**INSTRUCTIONS FOR THE TASK:**
Please turn the forum thread's paragraph that begins "I do get how you're holding back" into a short bulleted list that keeps its main facts.

I know things will eventually get better. It's not bad like it was in that I don't feel I've made a consecutive decision this time to 'go-into' the anorexia, if that makes sense? But sometimes a spot of realism is just what I need! I'm very good at convincing myself it's all 'A-okay'. Take care of yourself  :):  x

----------

Suzi (10-07-17)

----------


## BookNerd

I'm not mental health trained, but your previous posts mention a lot about control, and I'm pretty sure that is one of the things involved with anorexia. Are you seeing a psychotherapist? The books used to say this need for control could be stem from previous experience, of what I can't say since I only have surface knowledge of mental health. 

I do get how you're holding back some information from some therapists though. You are meant to be honest with them so they can help you the best they can, but it's also a matter of having a trusting relationship with them, isn't it? It's hard. But you did also mention you are seeing someone privately whom you trust, so I'm glad there's someone! 

Hope you're getting better, even in small, tiny steps! x

----------


## JustEM

Hey there!  :(hi): 

Thanks for your message.

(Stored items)

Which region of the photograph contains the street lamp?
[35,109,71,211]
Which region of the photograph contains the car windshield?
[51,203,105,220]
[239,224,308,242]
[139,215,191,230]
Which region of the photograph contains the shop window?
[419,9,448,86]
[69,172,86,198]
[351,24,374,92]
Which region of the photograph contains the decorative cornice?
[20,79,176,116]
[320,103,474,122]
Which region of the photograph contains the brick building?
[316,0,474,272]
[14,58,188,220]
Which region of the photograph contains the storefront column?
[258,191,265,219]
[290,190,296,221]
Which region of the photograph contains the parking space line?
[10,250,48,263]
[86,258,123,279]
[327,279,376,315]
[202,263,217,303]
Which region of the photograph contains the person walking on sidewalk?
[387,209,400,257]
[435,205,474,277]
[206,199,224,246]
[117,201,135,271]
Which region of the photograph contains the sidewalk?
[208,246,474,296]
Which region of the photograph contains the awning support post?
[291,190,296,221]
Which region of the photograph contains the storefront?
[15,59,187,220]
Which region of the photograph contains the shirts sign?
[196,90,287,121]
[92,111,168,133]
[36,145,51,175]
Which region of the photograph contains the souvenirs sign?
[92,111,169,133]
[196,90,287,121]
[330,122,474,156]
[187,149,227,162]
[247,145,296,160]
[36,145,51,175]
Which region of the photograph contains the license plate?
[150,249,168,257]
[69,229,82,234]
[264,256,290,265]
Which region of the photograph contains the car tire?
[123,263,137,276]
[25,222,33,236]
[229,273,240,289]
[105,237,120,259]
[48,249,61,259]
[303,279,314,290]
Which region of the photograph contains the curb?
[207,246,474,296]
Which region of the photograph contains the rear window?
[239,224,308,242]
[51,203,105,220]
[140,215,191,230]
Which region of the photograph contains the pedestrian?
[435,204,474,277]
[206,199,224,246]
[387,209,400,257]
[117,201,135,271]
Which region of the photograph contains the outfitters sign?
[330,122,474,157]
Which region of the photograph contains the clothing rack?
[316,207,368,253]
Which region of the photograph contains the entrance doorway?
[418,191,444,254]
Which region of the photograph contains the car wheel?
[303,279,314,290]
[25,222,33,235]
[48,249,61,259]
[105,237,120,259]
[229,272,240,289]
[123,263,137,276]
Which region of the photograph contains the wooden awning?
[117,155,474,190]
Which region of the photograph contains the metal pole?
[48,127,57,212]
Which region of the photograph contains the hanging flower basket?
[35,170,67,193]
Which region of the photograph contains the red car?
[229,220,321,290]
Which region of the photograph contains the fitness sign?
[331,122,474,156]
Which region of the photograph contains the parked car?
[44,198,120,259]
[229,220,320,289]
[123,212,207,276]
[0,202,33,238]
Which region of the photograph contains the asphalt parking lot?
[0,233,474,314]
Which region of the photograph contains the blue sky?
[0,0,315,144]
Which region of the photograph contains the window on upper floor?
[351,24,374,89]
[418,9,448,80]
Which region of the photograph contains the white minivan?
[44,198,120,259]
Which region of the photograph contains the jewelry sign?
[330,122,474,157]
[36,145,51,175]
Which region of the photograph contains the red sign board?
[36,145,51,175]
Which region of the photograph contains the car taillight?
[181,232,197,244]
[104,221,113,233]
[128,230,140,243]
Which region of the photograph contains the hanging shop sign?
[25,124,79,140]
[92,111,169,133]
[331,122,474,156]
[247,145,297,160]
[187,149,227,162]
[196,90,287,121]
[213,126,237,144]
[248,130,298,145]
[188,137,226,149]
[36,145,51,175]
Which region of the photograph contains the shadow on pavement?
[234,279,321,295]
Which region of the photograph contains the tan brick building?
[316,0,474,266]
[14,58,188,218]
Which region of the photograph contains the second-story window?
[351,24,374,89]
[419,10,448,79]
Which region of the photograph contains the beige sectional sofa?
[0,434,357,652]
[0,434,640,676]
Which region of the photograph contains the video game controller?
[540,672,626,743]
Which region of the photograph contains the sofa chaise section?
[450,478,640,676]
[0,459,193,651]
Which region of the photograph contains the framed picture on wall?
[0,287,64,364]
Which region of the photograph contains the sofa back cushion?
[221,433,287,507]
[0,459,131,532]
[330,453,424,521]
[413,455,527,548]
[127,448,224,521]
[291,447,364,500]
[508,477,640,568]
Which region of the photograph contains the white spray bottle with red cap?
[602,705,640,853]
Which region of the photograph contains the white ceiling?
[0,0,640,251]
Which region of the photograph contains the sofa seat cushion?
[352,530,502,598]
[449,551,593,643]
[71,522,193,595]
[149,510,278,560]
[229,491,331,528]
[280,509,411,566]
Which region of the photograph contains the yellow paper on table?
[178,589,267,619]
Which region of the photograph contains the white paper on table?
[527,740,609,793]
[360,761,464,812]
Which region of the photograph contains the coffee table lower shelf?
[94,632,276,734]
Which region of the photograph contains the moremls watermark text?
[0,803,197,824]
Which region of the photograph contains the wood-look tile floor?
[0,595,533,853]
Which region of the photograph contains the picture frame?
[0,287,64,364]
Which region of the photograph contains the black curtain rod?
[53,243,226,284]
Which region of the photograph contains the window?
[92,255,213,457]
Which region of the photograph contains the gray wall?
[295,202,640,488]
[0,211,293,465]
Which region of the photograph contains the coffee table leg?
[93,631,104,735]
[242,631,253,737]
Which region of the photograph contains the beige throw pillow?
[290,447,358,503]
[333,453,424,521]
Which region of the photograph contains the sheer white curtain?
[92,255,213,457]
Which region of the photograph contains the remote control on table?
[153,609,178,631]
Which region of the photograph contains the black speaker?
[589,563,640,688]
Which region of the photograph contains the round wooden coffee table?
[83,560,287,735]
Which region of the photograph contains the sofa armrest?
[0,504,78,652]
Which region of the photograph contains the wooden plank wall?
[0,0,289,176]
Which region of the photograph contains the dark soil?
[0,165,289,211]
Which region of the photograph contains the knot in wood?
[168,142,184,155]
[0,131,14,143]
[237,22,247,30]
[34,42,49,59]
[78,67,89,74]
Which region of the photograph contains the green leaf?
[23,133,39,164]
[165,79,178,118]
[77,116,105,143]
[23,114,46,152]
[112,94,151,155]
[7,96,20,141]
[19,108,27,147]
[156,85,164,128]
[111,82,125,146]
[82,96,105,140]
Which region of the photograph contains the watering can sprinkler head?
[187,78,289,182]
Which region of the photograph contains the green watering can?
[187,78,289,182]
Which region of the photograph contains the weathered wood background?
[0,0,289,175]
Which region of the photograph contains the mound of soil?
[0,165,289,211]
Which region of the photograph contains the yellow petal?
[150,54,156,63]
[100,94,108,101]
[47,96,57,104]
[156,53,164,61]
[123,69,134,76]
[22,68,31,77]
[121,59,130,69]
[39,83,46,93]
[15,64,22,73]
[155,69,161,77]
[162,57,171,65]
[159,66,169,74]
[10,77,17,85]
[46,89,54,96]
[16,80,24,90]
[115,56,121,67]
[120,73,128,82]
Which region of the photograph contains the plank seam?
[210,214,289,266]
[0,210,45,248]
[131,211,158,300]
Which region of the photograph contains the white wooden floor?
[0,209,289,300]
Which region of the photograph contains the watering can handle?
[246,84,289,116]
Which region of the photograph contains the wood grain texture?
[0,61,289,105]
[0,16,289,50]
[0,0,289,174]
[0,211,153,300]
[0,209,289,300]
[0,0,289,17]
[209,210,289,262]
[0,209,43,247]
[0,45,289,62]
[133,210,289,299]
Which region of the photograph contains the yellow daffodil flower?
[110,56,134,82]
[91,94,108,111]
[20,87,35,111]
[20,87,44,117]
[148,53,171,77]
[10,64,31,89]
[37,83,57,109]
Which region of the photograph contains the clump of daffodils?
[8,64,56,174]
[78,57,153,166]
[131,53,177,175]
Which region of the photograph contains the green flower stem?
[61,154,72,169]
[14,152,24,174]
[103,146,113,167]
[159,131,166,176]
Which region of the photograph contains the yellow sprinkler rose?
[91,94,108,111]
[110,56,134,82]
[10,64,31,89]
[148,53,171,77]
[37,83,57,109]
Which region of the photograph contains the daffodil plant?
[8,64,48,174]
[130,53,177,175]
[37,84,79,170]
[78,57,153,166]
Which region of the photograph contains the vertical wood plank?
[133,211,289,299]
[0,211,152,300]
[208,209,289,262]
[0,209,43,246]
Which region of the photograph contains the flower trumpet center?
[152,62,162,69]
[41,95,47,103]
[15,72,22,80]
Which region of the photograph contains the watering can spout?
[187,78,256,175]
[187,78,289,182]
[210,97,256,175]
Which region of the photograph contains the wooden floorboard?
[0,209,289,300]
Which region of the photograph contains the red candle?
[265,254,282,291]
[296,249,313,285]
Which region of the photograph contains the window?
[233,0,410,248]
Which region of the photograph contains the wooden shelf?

**ANSWER SPACE:**
- The writer understands holding back some information from some therapists.
- Therapists are meant to get honesty so they can help as well as they can.
- Being honest also depends on having a trusting relationship with them, which is hard.
- The writer is glad there is someone, seen privately, whom the other poster trusts.